PROMPT:
Recast the lines of the entries below, from the line containing "Task: each <instance>" through the line containing "positive clicks: (270, 17)", as a JSON list of strings with one string per line and no blank lines.

=== DATA FOR THIS TASK ===

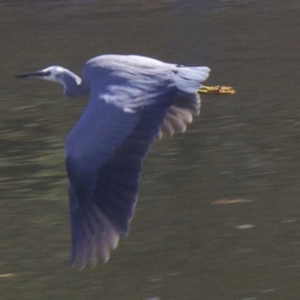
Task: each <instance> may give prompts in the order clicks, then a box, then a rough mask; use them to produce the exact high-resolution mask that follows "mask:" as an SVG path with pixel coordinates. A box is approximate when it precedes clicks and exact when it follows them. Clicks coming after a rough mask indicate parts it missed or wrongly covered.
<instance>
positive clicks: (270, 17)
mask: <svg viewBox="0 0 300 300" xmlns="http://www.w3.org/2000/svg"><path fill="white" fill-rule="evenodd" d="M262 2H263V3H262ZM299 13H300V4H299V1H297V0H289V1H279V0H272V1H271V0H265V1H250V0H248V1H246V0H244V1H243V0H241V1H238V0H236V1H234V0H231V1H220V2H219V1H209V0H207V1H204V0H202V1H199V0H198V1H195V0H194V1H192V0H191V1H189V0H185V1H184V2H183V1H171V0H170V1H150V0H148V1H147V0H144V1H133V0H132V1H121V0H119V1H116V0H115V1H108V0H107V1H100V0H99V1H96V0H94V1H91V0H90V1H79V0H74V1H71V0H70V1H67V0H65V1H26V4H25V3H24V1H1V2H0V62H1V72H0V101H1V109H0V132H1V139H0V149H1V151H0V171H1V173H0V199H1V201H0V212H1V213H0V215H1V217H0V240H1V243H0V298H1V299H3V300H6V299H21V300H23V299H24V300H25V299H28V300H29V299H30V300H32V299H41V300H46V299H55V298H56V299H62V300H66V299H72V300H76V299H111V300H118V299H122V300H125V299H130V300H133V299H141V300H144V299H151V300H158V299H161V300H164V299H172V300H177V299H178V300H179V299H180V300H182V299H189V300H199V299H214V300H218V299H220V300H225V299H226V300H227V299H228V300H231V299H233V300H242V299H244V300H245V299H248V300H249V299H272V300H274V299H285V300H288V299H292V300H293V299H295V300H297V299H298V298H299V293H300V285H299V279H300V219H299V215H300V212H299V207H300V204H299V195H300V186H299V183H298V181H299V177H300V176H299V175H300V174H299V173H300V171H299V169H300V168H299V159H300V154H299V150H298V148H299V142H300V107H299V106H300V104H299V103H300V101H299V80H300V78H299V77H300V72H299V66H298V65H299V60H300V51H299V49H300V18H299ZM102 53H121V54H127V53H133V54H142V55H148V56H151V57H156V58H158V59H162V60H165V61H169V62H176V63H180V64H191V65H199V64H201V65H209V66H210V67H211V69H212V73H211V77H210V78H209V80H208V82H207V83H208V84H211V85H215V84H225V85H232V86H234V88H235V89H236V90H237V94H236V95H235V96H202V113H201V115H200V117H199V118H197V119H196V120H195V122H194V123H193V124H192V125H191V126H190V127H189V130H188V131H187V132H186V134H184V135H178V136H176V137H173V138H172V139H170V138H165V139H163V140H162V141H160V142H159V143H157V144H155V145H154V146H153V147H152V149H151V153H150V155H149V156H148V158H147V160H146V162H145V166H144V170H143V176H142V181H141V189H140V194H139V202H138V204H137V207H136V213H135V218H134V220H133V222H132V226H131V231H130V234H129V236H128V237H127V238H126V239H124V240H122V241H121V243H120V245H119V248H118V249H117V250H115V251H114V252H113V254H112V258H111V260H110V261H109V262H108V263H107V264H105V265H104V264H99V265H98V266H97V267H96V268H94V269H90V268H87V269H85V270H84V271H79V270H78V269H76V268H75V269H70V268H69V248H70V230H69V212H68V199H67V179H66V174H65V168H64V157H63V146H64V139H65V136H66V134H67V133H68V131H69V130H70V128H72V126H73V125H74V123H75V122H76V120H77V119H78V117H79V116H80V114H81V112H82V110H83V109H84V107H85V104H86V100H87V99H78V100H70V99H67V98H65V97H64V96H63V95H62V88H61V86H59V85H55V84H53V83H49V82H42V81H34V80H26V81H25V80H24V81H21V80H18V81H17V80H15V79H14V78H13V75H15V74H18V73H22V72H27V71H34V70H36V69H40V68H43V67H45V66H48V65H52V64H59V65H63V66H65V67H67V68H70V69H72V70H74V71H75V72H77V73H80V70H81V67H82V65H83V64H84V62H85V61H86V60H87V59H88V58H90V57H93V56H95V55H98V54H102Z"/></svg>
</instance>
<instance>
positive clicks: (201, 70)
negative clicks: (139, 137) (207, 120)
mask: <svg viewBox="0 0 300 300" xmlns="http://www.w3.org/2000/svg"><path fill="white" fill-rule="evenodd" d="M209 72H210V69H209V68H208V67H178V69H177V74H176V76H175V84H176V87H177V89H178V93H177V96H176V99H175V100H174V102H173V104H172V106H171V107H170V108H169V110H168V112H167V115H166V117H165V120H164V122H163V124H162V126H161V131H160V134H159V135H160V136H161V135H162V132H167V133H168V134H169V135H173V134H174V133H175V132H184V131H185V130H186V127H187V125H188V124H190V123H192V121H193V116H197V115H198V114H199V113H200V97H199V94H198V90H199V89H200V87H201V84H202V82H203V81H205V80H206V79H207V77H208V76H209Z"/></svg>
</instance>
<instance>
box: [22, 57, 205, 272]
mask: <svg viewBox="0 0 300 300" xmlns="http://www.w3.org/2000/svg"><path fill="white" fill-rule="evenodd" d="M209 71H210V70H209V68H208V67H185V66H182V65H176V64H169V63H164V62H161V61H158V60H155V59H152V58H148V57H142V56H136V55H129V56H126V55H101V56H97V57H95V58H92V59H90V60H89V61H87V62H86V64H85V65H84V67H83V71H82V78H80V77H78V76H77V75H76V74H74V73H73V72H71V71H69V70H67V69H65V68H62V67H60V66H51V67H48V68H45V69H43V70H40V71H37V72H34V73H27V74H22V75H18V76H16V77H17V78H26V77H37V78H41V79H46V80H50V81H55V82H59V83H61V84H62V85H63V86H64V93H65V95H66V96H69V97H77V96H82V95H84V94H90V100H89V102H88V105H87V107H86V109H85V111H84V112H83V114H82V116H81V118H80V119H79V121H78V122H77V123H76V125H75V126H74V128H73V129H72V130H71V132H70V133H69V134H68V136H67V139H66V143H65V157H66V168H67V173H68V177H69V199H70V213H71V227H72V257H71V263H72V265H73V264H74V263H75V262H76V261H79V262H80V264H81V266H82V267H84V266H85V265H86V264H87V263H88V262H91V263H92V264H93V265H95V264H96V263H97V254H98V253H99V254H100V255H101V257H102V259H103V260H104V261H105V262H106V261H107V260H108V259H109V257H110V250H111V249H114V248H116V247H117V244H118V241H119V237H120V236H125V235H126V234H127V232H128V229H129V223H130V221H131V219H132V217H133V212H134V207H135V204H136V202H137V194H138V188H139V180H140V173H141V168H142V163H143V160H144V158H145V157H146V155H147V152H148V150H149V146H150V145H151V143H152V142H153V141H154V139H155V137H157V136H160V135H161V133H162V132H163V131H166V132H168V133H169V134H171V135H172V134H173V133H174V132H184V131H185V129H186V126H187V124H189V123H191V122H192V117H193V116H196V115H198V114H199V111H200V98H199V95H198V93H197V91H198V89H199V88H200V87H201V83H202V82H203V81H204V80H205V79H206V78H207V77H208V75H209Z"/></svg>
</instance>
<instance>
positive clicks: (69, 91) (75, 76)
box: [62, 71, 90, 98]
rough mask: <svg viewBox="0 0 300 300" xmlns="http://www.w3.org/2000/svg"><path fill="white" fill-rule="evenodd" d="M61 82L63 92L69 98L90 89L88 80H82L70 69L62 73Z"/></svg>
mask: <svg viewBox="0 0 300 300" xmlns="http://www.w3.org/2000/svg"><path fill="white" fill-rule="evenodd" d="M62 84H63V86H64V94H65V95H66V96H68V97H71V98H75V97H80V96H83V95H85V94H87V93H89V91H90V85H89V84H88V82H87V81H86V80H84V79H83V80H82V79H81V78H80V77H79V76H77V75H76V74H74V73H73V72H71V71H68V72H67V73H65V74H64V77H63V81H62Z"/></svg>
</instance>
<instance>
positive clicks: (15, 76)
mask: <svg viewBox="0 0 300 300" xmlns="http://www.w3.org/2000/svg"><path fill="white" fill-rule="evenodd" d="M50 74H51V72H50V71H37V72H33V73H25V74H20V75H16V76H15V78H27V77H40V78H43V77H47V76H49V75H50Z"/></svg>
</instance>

===
=== DATA FOR THIS TASK ===

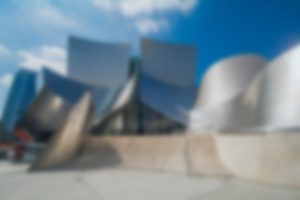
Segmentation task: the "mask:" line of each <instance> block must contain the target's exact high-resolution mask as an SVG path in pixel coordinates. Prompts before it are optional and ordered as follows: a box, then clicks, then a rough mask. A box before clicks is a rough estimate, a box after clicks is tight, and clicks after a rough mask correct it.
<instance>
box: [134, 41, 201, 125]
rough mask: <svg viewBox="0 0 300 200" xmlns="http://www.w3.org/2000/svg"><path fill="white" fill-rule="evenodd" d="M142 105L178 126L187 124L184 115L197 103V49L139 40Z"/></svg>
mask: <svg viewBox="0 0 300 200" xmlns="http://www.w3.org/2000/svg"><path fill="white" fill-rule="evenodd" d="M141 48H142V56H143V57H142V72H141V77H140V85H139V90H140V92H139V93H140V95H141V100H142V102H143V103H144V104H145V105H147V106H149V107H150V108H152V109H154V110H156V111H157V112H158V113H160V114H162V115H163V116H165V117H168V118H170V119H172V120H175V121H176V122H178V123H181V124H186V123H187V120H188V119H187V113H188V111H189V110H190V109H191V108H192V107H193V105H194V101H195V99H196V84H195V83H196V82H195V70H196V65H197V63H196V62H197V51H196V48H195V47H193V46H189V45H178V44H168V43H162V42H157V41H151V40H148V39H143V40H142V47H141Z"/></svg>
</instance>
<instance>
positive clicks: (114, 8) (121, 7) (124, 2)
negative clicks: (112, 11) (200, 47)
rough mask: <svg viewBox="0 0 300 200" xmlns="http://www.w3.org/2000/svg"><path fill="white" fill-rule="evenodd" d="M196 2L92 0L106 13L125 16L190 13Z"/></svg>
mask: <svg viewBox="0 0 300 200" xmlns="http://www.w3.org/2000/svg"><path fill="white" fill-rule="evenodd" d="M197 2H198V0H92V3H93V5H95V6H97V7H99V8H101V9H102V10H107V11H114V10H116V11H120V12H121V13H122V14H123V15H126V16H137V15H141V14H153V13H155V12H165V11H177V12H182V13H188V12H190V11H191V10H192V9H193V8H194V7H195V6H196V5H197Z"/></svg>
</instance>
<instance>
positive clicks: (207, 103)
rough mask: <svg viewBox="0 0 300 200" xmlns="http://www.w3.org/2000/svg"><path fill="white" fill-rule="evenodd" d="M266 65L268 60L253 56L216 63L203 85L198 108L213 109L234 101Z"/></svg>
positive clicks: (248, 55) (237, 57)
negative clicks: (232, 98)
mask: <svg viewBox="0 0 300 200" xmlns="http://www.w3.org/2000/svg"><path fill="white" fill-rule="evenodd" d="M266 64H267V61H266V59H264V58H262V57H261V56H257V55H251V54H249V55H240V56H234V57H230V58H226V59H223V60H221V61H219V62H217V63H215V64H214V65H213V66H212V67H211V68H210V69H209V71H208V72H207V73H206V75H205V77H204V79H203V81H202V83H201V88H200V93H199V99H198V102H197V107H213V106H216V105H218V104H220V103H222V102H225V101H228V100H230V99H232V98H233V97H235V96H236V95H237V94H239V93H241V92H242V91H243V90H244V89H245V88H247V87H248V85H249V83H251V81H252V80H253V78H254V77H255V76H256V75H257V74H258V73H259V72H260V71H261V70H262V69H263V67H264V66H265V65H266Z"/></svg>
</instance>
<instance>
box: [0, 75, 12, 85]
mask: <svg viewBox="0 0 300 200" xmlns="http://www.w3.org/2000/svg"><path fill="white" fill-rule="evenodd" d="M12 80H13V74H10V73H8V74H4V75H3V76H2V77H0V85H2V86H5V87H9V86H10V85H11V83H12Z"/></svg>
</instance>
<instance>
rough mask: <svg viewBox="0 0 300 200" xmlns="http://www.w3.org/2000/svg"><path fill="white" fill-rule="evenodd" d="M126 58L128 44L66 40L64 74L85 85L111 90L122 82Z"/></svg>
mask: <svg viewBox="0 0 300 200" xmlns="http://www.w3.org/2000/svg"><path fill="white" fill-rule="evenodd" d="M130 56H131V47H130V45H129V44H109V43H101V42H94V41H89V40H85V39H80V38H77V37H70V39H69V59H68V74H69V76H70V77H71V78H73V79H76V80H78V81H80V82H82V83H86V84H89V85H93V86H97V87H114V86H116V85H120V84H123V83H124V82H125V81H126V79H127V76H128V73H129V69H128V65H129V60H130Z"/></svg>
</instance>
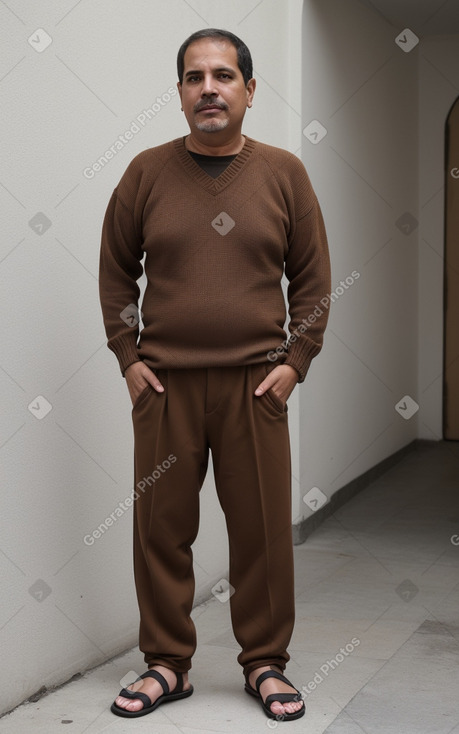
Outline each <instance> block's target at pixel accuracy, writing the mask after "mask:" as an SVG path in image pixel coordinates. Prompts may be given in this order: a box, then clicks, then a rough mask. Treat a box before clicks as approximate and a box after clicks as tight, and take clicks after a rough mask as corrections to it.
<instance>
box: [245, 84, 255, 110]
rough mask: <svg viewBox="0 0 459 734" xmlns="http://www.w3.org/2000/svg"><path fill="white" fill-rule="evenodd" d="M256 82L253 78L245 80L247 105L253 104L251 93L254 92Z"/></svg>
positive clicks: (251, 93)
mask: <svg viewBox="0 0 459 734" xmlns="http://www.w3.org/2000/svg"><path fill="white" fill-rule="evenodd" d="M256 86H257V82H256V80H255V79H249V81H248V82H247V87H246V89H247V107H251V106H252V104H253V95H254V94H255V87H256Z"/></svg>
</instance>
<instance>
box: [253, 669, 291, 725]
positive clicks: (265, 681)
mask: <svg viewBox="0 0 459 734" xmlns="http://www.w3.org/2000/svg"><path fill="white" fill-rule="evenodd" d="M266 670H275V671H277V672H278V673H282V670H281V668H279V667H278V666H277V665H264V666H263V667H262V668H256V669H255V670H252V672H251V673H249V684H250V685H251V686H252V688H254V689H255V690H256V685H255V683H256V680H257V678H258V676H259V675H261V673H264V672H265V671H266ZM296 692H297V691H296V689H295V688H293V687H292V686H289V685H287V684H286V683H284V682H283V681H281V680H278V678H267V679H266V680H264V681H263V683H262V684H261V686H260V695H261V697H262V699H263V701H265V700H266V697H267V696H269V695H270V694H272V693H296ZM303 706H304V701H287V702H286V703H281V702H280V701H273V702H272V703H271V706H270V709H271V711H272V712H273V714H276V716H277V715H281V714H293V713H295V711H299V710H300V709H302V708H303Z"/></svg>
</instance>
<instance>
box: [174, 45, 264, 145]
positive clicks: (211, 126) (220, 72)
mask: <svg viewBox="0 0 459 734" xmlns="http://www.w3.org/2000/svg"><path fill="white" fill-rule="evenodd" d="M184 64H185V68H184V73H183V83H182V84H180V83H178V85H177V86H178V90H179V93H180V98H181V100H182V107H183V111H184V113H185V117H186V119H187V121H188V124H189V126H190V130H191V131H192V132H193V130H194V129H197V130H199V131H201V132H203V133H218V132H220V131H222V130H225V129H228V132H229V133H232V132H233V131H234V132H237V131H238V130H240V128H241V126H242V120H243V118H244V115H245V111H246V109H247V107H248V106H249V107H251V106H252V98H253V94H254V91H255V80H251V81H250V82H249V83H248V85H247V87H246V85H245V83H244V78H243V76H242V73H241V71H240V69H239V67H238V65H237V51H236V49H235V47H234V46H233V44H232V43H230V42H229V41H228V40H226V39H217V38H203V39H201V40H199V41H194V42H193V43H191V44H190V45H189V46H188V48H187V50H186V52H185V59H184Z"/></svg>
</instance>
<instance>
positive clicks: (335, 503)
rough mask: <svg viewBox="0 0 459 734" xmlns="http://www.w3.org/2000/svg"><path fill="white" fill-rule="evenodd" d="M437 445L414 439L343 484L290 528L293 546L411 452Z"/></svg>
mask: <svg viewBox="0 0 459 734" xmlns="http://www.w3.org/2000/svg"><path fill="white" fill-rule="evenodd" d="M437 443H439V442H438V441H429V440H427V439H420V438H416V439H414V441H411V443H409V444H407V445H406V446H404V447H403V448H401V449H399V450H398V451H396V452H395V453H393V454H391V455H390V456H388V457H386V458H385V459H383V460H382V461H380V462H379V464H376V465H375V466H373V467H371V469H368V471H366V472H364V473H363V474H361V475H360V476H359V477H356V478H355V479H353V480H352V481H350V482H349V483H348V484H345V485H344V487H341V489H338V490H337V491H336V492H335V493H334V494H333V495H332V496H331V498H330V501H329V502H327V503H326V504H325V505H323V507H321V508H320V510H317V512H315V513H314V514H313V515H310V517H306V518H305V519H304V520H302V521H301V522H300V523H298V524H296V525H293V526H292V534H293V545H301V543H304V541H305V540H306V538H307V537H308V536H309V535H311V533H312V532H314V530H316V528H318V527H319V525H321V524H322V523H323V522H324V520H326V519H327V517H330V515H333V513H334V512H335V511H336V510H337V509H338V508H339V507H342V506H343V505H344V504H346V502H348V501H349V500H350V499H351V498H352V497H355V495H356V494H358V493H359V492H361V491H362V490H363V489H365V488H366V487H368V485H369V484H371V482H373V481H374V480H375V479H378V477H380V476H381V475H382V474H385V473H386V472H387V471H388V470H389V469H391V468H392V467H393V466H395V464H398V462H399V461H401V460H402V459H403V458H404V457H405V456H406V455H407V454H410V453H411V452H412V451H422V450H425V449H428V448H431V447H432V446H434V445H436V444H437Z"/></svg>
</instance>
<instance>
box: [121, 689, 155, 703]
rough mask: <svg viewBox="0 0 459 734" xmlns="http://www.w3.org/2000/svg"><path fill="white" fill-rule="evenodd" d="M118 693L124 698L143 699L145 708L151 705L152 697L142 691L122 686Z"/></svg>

===

YOUR SOLUTION:
[
  "Task: each <instance> may give prompts in the order clicks, then a box, then a rough mask; use them to produce the exact high-resolution mask that follows \"mask:\" as an SVG path with pixel coordinates. A box is approximate when it precedes clicks and exact when it follows them. Clicks coming after a rough mask indicate parts it missed or wrongly covered.",
  "<instance>",
  "positive clicks: (270, 17)"
]